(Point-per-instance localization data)
Content starts

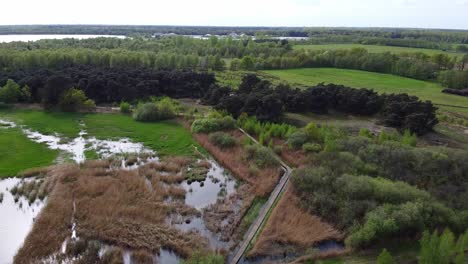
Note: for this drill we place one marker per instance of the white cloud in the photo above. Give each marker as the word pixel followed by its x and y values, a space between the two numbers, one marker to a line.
pixel 363 13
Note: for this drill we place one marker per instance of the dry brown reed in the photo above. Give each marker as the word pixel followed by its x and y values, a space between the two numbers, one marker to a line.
pixel 291 225
pixel 291 156
pixel 41 171
pixel 142 257
pixel 52 225
pixel 113 206
pixel 233 159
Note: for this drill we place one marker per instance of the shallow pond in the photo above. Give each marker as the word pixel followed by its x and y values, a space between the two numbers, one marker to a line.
pixel 15 227
pixel 16 220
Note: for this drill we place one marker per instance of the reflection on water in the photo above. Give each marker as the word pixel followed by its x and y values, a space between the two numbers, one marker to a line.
pixel 79 145
pixel 16 220
pixel 15 227
pixel 218 183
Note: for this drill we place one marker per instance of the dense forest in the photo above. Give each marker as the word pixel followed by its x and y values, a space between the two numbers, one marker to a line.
pixel 185 53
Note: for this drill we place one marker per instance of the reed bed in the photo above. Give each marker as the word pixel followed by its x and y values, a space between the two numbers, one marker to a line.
pixel 291 225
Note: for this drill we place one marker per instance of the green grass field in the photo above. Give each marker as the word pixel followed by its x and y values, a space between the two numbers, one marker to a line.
pixel 167 137
pixel 375 49
pixel 382 83
pixel 18 153
pixel 66 124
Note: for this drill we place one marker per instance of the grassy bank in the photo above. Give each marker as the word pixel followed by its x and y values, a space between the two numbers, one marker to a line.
pixel 382 83
pixel 18 153
pixel 166 137
pixel 66 124
pixel 376 49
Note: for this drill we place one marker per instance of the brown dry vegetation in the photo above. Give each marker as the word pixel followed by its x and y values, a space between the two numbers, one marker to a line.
pixel 225 216
pixel 52 225
pixel 117 207
pixel 263 181
pixel 291 225
pixel 291 156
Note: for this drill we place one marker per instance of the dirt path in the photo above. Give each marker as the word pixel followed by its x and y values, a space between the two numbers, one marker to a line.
pixel 255 227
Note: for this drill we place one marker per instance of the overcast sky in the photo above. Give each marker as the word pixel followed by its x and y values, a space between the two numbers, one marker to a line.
pixel 349 13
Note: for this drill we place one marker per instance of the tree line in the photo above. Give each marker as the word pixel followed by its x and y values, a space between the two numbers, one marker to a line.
pixel 108 85
pixel 260 98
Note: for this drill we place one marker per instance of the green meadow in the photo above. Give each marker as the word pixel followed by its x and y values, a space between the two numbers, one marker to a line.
pixel 18 153
pixel 382 83
pixel 375 49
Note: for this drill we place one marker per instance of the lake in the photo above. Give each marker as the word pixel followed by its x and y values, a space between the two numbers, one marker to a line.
pixel 25 38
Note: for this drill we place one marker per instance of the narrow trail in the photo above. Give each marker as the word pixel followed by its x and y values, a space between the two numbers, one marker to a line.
pixel 255 227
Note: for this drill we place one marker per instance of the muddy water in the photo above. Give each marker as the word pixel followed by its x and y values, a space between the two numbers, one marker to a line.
pixel 77 147
pixel 15 220
pixel 218 184
pixel 15 227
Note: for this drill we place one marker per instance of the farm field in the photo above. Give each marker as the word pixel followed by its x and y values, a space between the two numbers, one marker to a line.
pixel 375 49
pixel 382 83
pixel 18 153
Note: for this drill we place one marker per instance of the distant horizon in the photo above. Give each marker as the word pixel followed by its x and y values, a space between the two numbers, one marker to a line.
pixel 244 26
pixel 418 14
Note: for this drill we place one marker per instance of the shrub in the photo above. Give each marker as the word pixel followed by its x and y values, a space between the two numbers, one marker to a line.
pixel 313 132
pixel 297 139
pixel 73 100
pixel 147 112
pixel 365 132
pixel 197 257
pixel 125 107
pixel 262 156
pixel 312 147
pixel 208 125
pixel 409 139
pixel 222 140
pixel 278 149
pixel 385 258
pixel 10 93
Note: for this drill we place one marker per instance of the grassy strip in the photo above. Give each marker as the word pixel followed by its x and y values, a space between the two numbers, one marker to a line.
pixel 382 83
pixel 18 153
pixel 267 217
pixel 376 49
pixel 252 213
pixel 165 137
pixel 66 124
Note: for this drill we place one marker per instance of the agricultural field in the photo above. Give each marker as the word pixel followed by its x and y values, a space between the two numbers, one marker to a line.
pixel 376 49
pixel 18 153
pixel 382 83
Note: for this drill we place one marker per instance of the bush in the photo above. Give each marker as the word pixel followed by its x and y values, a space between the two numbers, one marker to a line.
pixel 385 258
pixel 222 140
pixel 312 147
pixel 262 156
pixel 74 100
pixel 125 107
pixel 208 125
pixel 297 139
pixel 11 92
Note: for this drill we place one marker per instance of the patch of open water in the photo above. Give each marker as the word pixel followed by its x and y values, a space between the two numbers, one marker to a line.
pixel 16 220
pixel 14 229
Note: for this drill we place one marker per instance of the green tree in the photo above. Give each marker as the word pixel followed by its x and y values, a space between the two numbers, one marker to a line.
pixel 247 63
pixel 75 100
pixel 385 257
pixel 10 93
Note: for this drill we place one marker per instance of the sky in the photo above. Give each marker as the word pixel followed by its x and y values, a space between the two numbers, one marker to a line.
pixel 450 14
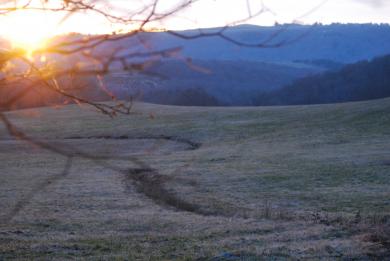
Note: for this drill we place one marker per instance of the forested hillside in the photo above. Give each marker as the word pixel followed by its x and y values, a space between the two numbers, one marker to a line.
pixel 364 80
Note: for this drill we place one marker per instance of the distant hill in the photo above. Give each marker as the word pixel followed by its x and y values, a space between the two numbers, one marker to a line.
pixel 364 80
pixel 228 82
pixel 342 43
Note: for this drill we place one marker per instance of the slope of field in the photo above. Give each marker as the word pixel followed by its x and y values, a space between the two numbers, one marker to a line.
pixel 198 183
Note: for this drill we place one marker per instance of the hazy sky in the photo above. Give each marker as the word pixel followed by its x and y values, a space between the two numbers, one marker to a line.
pixel 33 27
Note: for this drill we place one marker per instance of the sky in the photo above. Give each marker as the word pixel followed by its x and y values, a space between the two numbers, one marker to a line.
pixel 32 28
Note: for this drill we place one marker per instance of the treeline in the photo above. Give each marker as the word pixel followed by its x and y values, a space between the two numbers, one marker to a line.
pixel 364 80
pixel 23 94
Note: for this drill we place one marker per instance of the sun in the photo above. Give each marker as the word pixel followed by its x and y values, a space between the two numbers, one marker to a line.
pixel 29 30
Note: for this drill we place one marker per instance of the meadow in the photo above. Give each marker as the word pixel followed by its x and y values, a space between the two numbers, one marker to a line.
pixel 198 183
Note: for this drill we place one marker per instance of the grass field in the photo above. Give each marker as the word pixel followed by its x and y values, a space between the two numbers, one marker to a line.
pixel 187 183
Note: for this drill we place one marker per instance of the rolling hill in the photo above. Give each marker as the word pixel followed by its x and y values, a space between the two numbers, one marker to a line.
pixel 364 80
pixel 167 182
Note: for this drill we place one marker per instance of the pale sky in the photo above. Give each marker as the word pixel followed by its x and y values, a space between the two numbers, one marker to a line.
pixel 34 26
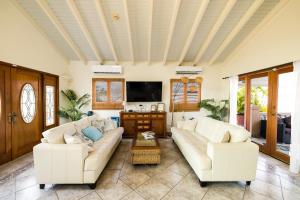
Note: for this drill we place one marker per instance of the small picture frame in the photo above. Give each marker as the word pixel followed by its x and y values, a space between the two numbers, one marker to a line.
pixel 153 108
pixel 160 107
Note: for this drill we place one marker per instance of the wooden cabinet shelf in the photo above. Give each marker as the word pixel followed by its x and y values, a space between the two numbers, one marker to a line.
pixel 137 122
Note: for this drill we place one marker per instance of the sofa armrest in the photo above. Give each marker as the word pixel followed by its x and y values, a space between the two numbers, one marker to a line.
pixel 233 161
pixel 59 163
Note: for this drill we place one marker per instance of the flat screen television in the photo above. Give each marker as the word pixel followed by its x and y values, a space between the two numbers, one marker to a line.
pixel 139 91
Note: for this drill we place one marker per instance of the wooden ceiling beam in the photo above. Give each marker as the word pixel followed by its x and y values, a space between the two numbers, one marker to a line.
pixel 194 29
pixel 49 13
pixel 171 30
pixel 101 15
pixel 247 16
pixel 75 12
pixel 214 30
pixel 127 20
pixel 150 30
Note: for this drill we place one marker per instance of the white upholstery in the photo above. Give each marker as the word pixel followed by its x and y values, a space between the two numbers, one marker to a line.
pixel 71 163
pixel 56 135
pixel 213 160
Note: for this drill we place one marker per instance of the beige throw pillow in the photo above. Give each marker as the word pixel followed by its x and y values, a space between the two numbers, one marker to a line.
pixel 189 125
pixel 180 124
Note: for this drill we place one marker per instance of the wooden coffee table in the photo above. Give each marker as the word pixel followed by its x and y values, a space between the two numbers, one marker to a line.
pixel 145 151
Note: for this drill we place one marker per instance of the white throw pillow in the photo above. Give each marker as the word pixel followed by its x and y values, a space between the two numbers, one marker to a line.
pixel 180 124
pixel 220 137
pixel 81 124
pixel 189 125
pixel 72 139
pixel 99 124
pixel 109 125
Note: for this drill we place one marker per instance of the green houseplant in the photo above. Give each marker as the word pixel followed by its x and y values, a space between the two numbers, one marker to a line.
pixel 218 110
pixel 74 104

Content ends

• Task description
The lines to set down, exactly and with both ends included, run from the one containing "the green houseplant" to the last line of the data above.

• Written answer
Note: for this drill we place one marker per instance of the green houseplant in the photo above. Give each marker as the word pixel followed by its x and y values, a space between the two numbers, one marker to a line.
pixel 218 110
pixel 74 104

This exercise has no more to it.